AIM
Pick out each line below that contains the word "every", and copy those lines.

INPUT MATERIAL
──────────

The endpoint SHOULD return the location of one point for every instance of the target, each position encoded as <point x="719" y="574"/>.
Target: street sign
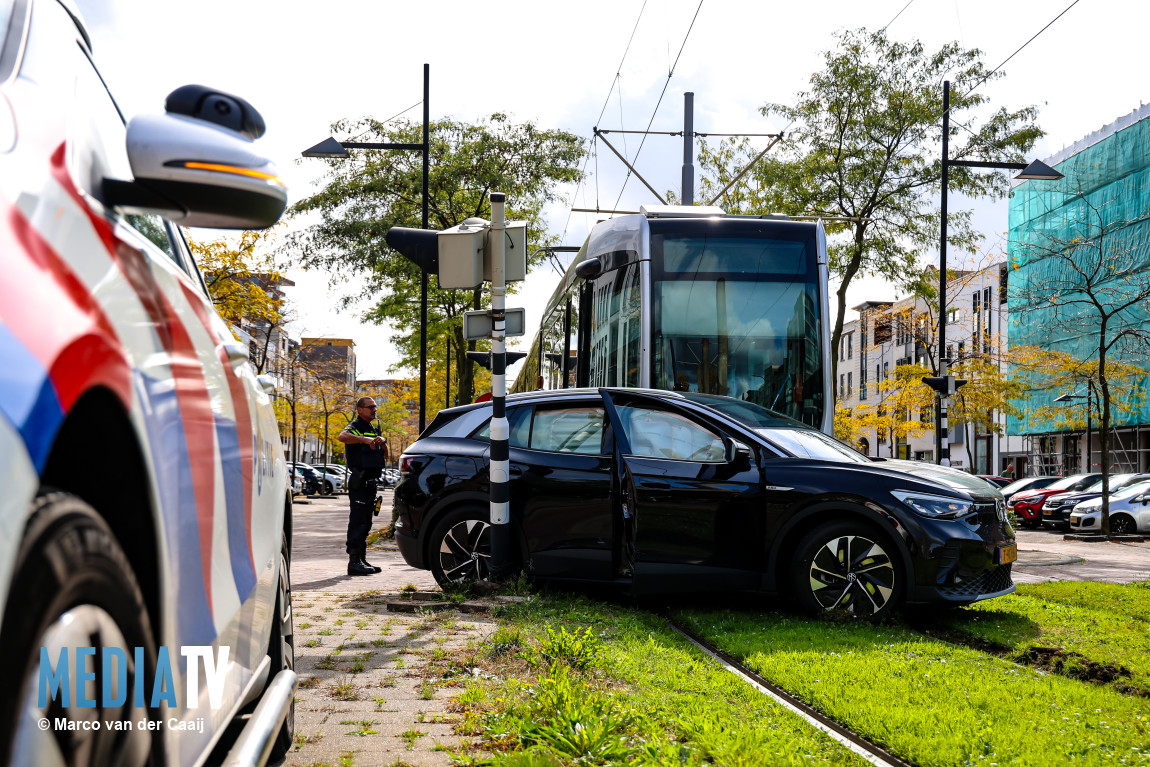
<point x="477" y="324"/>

──────────

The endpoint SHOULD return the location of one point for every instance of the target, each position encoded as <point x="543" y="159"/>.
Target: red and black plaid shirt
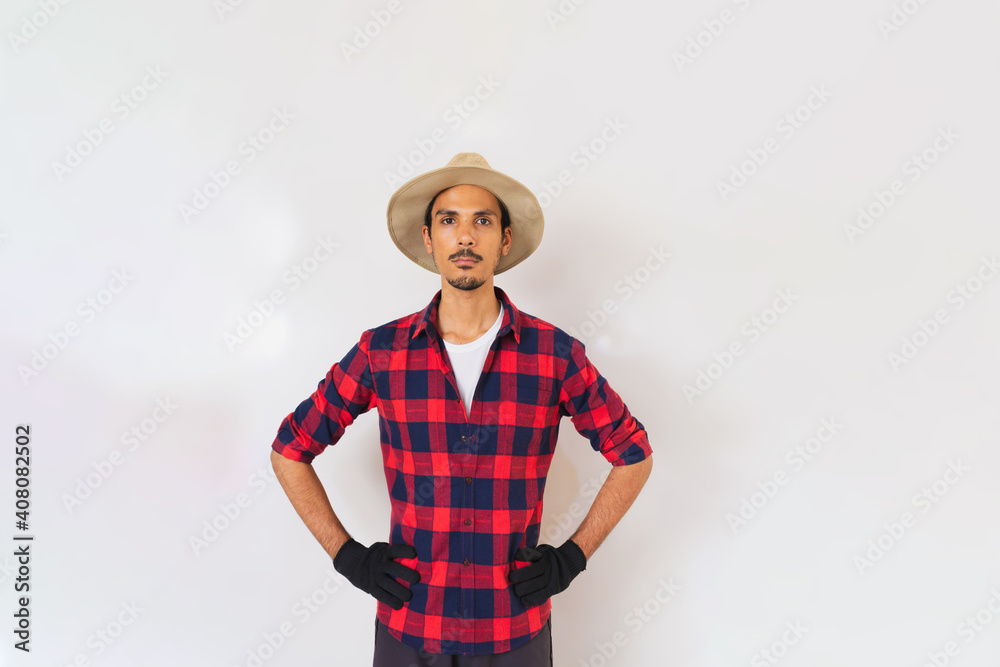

──────────

FULL OUTPUT
The endpoint SHOULD return the location of one point for every instance of the target, each position encoded as <point x="719" y="574"/>.
The endpoint SHOULD return the location of one point for every instance of the target, each position encoded as <point x="543" y="159"/>.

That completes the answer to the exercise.